:: RECORD SET

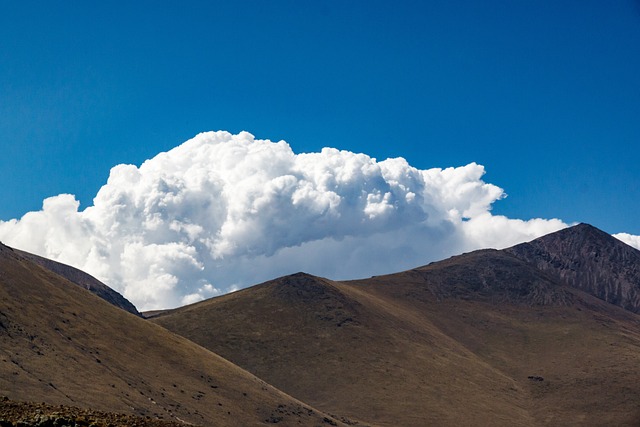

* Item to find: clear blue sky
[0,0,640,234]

::::
:: RECORD SET

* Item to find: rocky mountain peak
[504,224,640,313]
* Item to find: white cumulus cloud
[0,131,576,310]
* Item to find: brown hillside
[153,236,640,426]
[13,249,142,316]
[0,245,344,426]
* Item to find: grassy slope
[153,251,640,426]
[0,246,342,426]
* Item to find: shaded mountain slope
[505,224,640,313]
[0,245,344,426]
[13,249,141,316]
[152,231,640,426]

::::

- _EXERCISE PROMPT_:
Copy out the lines of the records from the line with "white cumulus cloud" up to and including the line with "[152,231,640,426]", with no other lines.

- _FINAL ANSWER_:
* Item to find: white cumulus cloud
[0,131,576,310]
* Item to find: brown hillside
[153,236,640,426]
[13,249,142,316]
[0,245,344,426]
* Item to find: grassy slope
[153,251,640,426]
[0,246,342,426]
* Item to find: shaded mountain slope
[505,224,640,313]
[0,245,344,426]
[13,249,141,316]
[152,231,640,426]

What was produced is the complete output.